## Problems to solve
A: Where does the warrant canary page say the keys for end-to-end encrypted messages live?
B: Reproduce everything in the warrant canary page from "We do not scan." down to "category of content.".

## Page
»»

Warrant Canary
Page-level last update: April 19, 2026 · See per-statement timestamps below
A warrant canary is a public statement we update on a regular schedule. As long as the statement keeps appearing here on time, our users can be confident that the listed events have not happened. If we ever stop updating any specific statement, that itself is the signal — because in some jurisdictions we would be legally prohibited from telling you directly. Each of the five statements below has its own independent timestamp so that, if pressure does occur, you can tell exactly which category was triggered, not just that "something happened".
We do not monitor.
We do not scan.
We do not report.
- No content scanning of any kind. Anywhere. Ever. No PhotoDNA, no client-side scan, no keyword detection, no behavioural profiling, for any category of content.
- No ability to read end-to-end encrypted messages. The keys live on user devices. A court order cannot change physics.
- No automatic reports to NCMEC, GIFCT, StopNCII, Polaris, FBI, Interpol, or any other agency or hash database. We do not "scan and notify". We do not "voluntarily share". Period.
- A specific recipient reports a specific message. Then the moderation pipeline starts. No algorithm, no third party, can trigger this.

««

Data extracted from a collection:
»»

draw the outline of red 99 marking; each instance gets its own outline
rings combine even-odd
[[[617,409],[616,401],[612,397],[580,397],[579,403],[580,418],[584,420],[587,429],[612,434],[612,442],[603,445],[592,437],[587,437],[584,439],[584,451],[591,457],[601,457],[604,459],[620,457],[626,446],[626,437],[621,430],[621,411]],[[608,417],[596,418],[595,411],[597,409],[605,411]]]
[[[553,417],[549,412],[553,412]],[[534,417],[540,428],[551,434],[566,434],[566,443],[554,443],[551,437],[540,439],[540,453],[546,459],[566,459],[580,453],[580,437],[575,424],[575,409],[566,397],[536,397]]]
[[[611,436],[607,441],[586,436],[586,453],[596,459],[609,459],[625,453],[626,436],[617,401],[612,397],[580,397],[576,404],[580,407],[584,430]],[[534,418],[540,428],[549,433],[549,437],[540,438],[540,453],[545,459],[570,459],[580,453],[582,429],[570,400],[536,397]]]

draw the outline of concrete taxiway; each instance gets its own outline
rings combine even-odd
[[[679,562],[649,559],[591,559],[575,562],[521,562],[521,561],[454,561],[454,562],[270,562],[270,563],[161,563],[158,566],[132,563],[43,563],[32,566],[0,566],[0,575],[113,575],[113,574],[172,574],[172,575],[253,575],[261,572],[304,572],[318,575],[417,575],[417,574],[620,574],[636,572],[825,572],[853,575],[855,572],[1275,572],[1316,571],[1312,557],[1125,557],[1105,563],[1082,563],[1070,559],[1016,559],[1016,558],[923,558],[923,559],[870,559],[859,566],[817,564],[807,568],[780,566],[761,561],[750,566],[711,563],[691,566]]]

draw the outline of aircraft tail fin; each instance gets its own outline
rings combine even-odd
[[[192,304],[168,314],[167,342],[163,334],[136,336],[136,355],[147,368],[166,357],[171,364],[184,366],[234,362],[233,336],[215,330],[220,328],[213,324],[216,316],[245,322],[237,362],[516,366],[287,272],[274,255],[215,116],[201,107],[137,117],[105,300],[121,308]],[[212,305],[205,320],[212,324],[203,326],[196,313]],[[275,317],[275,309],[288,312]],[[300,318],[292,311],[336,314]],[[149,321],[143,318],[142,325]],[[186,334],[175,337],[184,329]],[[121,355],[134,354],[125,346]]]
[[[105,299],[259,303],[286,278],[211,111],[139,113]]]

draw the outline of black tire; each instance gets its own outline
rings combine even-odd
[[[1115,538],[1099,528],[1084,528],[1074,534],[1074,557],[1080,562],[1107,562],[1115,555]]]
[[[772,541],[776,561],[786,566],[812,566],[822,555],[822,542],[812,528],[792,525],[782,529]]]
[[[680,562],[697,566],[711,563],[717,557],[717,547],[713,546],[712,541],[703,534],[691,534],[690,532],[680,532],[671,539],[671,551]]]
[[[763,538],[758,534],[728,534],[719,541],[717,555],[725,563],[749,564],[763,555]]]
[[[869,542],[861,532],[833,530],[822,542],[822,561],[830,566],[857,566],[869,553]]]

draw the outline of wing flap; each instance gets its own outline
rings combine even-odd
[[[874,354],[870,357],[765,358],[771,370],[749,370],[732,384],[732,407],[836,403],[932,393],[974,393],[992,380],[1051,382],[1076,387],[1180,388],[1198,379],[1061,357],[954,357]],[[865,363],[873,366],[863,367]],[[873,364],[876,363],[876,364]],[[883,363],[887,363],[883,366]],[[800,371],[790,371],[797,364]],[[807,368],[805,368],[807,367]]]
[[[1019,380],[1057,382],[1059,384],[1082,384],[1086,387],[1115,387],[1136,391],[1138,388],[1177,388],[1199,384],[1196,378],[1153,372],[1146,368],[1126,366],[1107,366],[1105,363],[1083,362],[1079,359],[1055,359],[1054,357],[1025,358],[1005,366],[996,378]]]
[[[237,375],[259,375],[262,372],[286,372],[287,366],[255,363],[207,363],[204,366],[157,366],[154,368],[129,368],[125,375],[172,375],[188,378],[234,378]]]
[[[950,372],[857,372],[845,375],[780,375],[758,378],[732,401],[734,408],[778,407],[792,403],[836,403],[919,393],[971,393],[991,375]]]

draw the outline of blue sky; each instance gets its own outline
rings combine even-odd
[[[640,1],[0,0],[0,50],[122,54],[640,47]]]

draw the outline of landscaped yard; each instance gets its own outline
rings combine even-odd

««

## Outputs in order
A: On user devices.

B:
We do not scan.
We do not report.
- No content scanning of any kind. Anywhere. Ever. No PhotoDNA, no client-side scan, no keyword detection, no behavioural profiling, for any category of content.